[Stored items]
################

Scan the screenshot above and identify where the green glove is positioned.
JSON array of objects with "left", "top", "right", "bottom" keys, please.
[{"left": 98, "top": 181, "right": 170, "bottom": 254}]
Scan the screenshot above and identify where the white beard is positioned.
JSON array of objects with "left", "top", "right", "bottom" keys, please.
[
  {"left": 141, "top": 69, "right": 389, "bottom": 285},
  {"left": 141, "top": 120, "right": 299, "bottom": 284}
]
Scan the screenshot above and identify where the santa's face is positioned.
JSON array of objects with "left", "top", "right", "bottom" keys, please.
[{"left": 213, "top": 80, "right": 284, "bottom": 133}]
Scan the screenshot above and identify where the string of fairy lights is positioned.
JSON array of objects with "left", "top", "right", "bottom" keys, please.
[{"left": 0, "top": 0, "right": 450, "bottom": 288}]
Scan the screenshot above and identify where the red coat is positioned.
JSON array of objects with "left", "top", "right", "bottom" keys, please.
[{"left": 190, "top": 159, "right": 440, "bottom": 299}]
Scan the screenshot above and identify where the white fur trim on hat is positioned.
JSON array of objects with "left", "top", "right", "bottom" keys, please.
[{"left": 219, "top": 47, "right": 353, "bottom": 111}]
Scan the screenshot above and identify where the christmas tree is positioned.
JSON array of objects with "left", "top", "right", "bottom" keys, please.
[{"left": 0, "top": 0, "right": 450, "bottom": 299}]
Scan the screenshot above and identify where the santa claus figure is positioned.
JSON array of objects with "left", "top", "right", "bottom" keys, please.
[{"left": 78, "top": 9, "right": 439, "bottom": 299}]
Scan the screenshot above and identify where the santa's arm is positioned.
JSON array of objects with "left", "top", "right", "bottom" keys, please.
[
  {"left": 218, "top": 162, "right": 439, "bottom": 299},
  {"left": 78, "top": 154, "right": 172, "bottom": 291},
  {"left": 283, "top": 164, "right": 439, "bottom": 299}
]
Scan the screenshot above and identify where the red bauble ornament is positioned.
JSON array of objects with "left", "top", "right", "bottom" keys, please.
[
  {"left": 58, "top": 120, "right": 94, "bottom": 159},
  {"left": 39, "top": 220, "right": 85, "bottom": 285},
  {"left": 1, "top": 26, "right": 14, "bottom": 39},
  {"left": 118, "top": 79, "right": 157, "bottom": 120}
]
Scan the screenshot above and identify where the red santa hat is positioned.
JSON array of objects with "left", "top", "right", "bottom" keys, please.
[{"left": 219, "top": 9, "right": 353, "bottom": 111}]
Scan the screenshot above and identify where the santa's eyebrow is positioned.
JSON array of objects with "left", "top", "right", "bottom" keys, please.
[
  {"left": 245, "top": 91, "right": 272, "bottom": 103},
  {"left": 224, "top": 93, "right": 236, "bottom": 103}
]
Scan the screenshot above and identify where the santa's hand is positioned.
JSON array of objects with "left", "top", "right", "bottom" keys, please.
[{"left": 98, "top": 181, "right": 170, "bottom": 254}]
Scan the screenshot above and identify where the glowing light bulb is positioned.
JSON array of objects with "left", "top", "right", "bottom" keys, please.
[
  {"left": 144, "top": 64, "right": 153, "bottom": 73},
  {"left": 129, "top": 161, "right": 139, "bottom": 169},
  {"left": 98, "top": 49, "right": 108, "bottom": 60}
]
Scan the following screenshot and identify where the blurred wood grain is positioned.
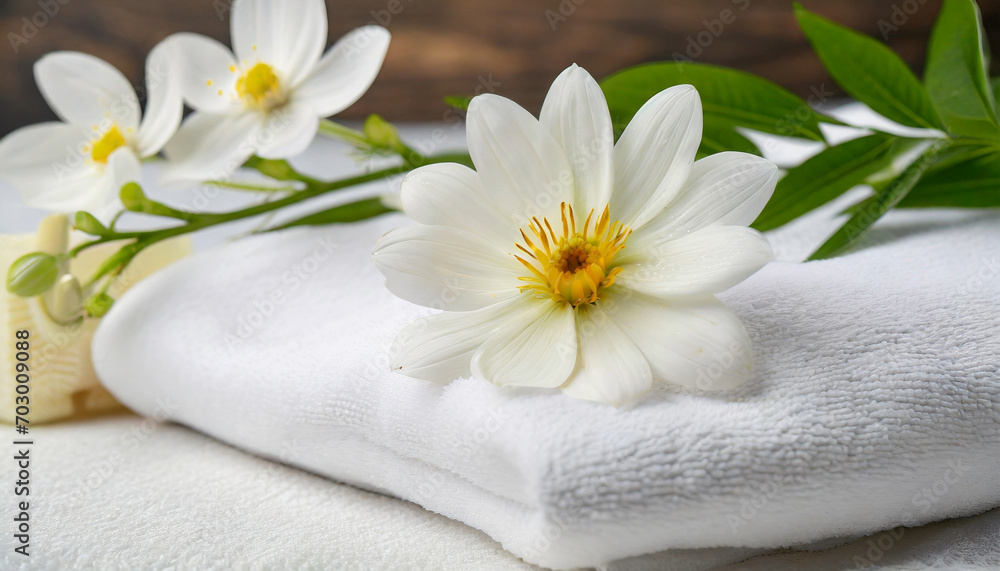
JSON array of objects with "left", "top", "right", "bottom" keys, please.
[{"left": 0, "top": 0, "right": 1000, "bottom": 134}]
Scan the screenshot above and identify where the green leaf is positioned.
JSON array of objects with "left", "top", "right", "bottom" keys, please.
[
  {"left": 698, "top": 118, "right": 761, "bottom": 159},
  {"left": 896, "top": 148, "right": 1000, "bottom": 208},
  {"left": 7, "top": 252, "right": 59, "bottom": 297},
  {"left": 795, "top": 4, "right": 942, "bottom": 129},
  {"left": 268, "top": 198, "right": 395, "bottom": 231},
  {"left": 924, "top": 0, "right": 1000, "bottom": 139},
  {"left": 809, "top": 141, "right": 948, "bottom": 260},
  {"left": 444, "top": 95, "right": 472, "bottom": 111},
  {"left": 753, "top": 134, "right": 897, "bottom": 231},
  {"left": 601, "top": 62, "right": 833, "bottom": 141}
]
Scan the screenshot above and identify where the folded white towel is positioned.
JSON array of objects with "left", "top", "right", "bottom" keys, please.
[{"left": 94, "top": 203, "right": 1000, "bottom": 568}]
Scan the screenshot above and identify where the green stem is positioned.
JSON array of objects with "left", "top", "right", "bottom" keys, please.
[
  {"left": 70, "top": 154, "right": 470, "bottom": 286},
  {"left": 204, "top": 180, "right": 299, "bottom": 192},
  {"left": 319, "top": 119, "right": 368, "bottom": 147}
]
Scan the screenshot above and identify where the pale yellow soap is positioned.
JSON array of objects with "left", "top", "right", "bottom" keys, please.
[{"left": 0, "top": 234, "right": 191, "bottom": 426}]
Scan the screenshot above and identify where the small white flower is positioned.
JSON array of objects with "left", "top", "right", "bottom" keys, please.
[
  {"left": 162, "top": 0, "right": 389, "bottom": 183},
  {"left": 372, "top": 66, "right": 777, "bottom": 405},
  {"left": 0, "top": 47, "right": 184, "bottom": 215}
]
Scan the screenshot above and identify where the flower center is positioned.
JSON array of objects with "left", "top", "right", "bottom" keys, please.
[
  {"left": 90, "top": 125, "right": 125, "bottom": 163},
  {"left": 236, "top": 63, "right": 285, "bottom": 109},
  {"left": 514, "top": 202, "right": 632, "bottom": 307}
]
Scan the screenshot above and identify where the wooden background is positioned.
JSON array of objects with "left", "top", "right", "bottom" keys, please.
[{"left": 0, "top": 0, "right": 1000, "bottom": 134}]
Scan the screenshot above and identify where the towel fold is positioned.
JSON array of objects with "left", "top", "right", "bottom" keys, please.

################

(Stated problem): Recast the lines above as a JSON list of strings, one string per line, leaving out blank lines and the pictures.

(Task result):
[
  "Scan the screenshot above and identify where the green glove is positioned.",
  "JSON array of objects with \"left\", \"top\", \"right\", \"bottom\" keys, please.",
  "[{\"left\": 98, \"top\": 181, \"right\": 170, \"bottom\": 254}]",
  "Scan the screenshot above and identify where the white beard is positioned.",
  "JSON array of objects with \"left\", \"top\", \"right\", \"bottom\" keys, please.",
  "[",
  "  {\"left\": 141, \"top\": 69, \"right\": 389, \"bottom\": 285},",
  "  {\"left\": 141, \"top\": 120, \"right\": 299, \"bottom\": 284}",
  "]",
  "Scan the screenshot above and identify where the santa's face is positioned.",
  "JSON array of objects with \"left\", \"top\", \"right\", \"bottom\" keys, please.",
  "[{\"left\": 213, \"top\": 80, \"right\": 284, \"bottom\": 133}]",
  "Scan the screenshot above and identify where the string of fairy lights is positioned.",
  "JSON array of objects with \"left\", \"top\", \"right\", \"bottom\" keys, please.",
  "[{\"left\": 0, \"top\": 0, \"right\": 450, \"bottom\": 288}]",
  "Scan the screenshot above and identify where the red coat is positioned.",
  "JSON array of objects with \"left\", \"top\", \"right\", \"bottom\" keys, please.",
  "[{\"left\": 190, \"top\": 159, \"right\": 440, \"bottom\": 299}]",
  "Scan the screenshot above and identify where the white fur trim on hat is positioned.",
  "JSON array of objects with \"left\", \"top\", \"right\", \"bottom\" keys, please.",
  "[{\"left\": 219, \"top\": 47, \"right\": 353, \"bottom\": 111}]",
  "Scan the screenshot above and identify where the christmas tree is positioned.",
  "JSON array of objects with \"left\", \"top\", \"right\", \"bottom\" keys, please.",
  "[{\"left\": 0, \"top\": 0, \"right\": 450, \"bottom\": 299}]",
  "Scan the screenshot above and identify where the santa claus figure is positioned.",
  "JSON array of objects with \"left\", \"top\", \"right\", \"bottom\" keys, please.",
  "[{\"left\": 78, \"top\": 9, \"right\": 439, \"bottom\": 299}]",
  "Scan the screenshot above and identify where the santa's arm is positioned.",
  "JSON array of objects with \"left\", \"top\", \"right\", \"bottom\" keys, please.",
  "[",
  "  {\"left\": 218, \"top\": 162, \"right\": 439, \"bottom\": 299},",
  "  {\"left\": 78, \"top\": 154, \"right\": 172, \"bottom\": 291},",
  "  {\"left\": 283, \"top\": 164, \"right\": 439, \"bottom\": 299}",
  "]",
  "Scan the screenshot above and identify where the red bauble ornament is positioned.",
  "JSON array of objects with \"left\", \"top\", \"right\", \"bottom\" keys, please.",
  "[",
  "  {\"left\": 58, \"top\": 120, \"right\": 94, \"bottom\": 159},",
  "  {\"left\": 39, \"top\": 220, \"right\": 85, \"bottom\": 285},",
  "  {\"left\": 1, \"top\": 26, \"right\": 14, \"bottom\": 39},",
  "  {\"left\": 118, \"top\": 79, \"right\": 157, \"bottom\": 120}",
  "]",
  "Scan the screenshot above and identify where the red santa hat is positioned.",
  "JSON array of objects with \"left\", \"top\", \"right\", \"bottom\" keys, please.",
  "[{\"left\": 219, \"top\": 9, \"right\": 353, \"bottom\": 111}]",
  "Scan the screenshot above and identify where the santa's eyebrow is positioned.",
  "JSON array of objects with \"left\", \"top\", \"right\", \"bottom\" keys, please.",
  "[",
  "  {\"left\": 245, \"top\": 91, \"right\": 272, \"bottom\": 103},",
  "  {\"left\": 224, \"top\": 93, \"right\": 236, \"bottom\": 103}",
  "]",
  "Scan the screenshot above and identify where the santa's hand is positioned.",
  "JSON array of objects with \"left\", \"top\", \"right\", \"bottom\" keys, please.",
  "[{\"left\": 98, \"top\": 181, \"right\": 170, \"bottom\": 254}]",
  "Scan the screenshot above and identify where the glowing light bulb is positioned.",
  "JSON array of objects with \"left\", \"top\", \"right\", \"bottom\" keys, please.",
  "[",
  "  {\"left\": 144, \"top\": 64, \"right\": 153, \"bottom\": 73},",
  "  {\"left\": 129, \"top\": 161, \"right\": 139, \"bottom\": 169},",
  "  {\"left\": 98, \"top\": 49, \"right\": 108, \"bottom\": 60}",
  "]",
  "Scan the following screenshot and identify where the blurred wood grain is positioned.",
  "JSON array of objects with \"left\", \"top\", \"right\", \"bottom\" keys, please.",
  "[{\"left\": 0, \"top\": 0, \"right\": 1000, \"bottom\": 134}]",
  "Scan the screenshot above and identify where the green leaf is positioned.",
  "JSON array of objects with \"left\", \"top\", \"right\", \"bottom\" keys, please.",
  "[",
  "  {\"left\": 698, \"top\": 118, \"right\": 761, \"bottom\": 159},",
  "  {\"left\": 896, \"top\": 148, \"right\": 1000, \"bottom\": 208},",
  "  {\"left\": 7, \"top\": 252, \"right\": 59, \"bottom\": 297},",
  "  {\"left\": 795, \"top\": 4, \"right\": 942, \"bottom\": 129},",
  "  {\"left\": 268, \"top\": 198, \"right\": 395, \"bottom\": 231},",
  "  {\"left\": 924, \"top\": 0, \"right\": 1000, \"bottom\": 139},",
  "  {\"left\": 809, \"top\": 141, \"right\": 948, \"bottom\": 260},",
  "  {\"left\": 444, \"top\": 95, \"right\": 472, \"bottom\": 111},",
  "  {\"left\": 753, \"top\": 134, \"right\": 897, \"bottom\": 231},",
  "  {\"left\": 601, \"top\": 62, \"right\": 833, \"bottom\": 141}",
  "]",
  "Scan the screenshot above and identify where the folded white towel is positioned.",
  "JSON array of objects with \"left\", \"top\", \"right\", \"bottom\" keys, please.",
  "[{\"left\": 94, \"top\": 203, \"right\": 1000, \"bottom\": 568}]",
  "Scan the screenshot above and identify where the green stem is positioned.",
  "JSON array of objects with \"left\", \"top\", \"right\", \"bottom\" keys, please.",
  "[",
  "  {\"left\": 70, \"top\": 154, \"right\": 470, \"bottom\": 286},",
  "  {\"left\": 204, \"top\": 180, \"right\": 299, \"bottom\": 192},",
  "  {\"left\": 319, \"top\": 119, \"right\": 368, \"bottom\": 147}",
  "]",
  "Scan the screenshot above and identify where the pale yellow soap is positioned.",
  "JSON array of objects with \"left\", \"top\", \"right\", \"bottom\" keys, please.",
  "[{\"left\": 0, \"top\": 234, \"right\": 191, \"bottom\": 426}]",
  "Scan the screenshot above and identify where the small white flower is positioned.",
  "JSON array of objects with \"left\", \"top\", \"right\", \"bottom\" keys, please.",
  "[",
  "  {\"left\": 162, \"top\": 0, \"right\": 389, \"bottom\": 183},",
  "  {\"left\": 372, \"top\": 66, \"right\": 777, \"bottom\": 405},",
  "  {\"left\": 0, \"top\": 47, \"right\": 184, \"bottom\": 215}",
  "]",
  "Scan the screenshot above and identify where the flower center is positioned.",
  "JSON array of objects with \"left\", \"top\", \"right\", \"bottom\" keys, please.",
  "[",
  "  {\"left\": 90, \"top\": 125, \"right\": 125, \"bottom\": 163},",
  "  {\"left\": 236, \"top\": 63, \"right\": 285, \"bottom\": 109},",
  "  {\"left\": 514, \"top\": 202, \"right\": 632, \"bottom\": 307}",
  "]",
  "Scan the screenshot above and identify where the wooden background is positioned.",
  "JSON array of objects with \"left\", \"top\", \"right\", \"bottom\" keys, please.",
  "[{\"left\": 0, \"top\": 0, \"right\": 1000, \"bottom\": 134}]",
  "Scan the screenshot above and identify where the towel fold is positioned.",
  "JSON array of objects with \"left\", \"top\", \"right\", \"bottom\" keys, please."
]